■ Written problem
Copy the lines starting at the one containing "Give a dot for each instance of the antenna" and ending at the one containing "<point>264,176</point>", swapping "antenna mast" for "radio tower" and changing nothing else. Leave the pictures out.

○ ○ ○

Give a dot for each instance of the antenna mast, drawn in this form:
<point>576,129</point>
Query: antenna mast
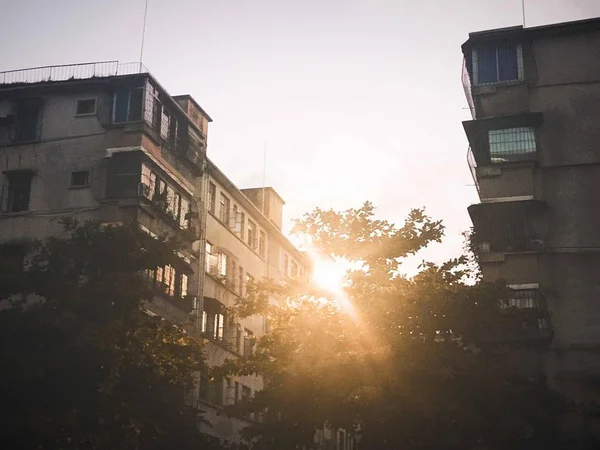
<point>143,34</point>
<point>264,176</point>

○ ○ ○

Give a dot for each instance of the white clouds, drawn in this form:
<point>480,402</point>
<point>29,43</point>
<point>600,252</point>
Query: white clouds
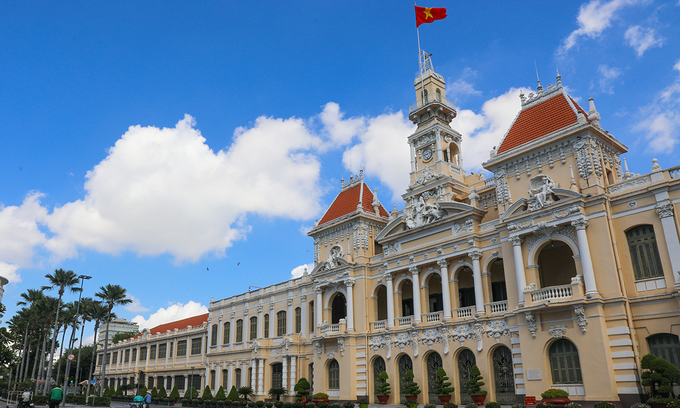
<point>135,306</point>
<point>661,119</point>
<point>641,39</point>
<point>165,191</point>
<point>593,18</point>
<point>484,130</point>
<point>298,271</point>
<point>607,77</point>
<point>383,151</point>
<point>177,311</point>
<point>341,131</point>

○ ○ ○

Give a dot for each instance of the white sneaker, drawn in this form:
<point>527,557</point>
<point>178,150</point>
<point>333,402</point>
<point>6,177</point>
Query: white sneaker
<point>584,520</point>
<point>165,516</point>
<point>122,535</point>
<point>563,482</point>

○ ○ ○

■ Complete output
Give a dot for each instance of the radio tower, drawn in this form:
<point>576,129</point>
Query: radio tower
<point>143,34</point>
<point>264,176</point>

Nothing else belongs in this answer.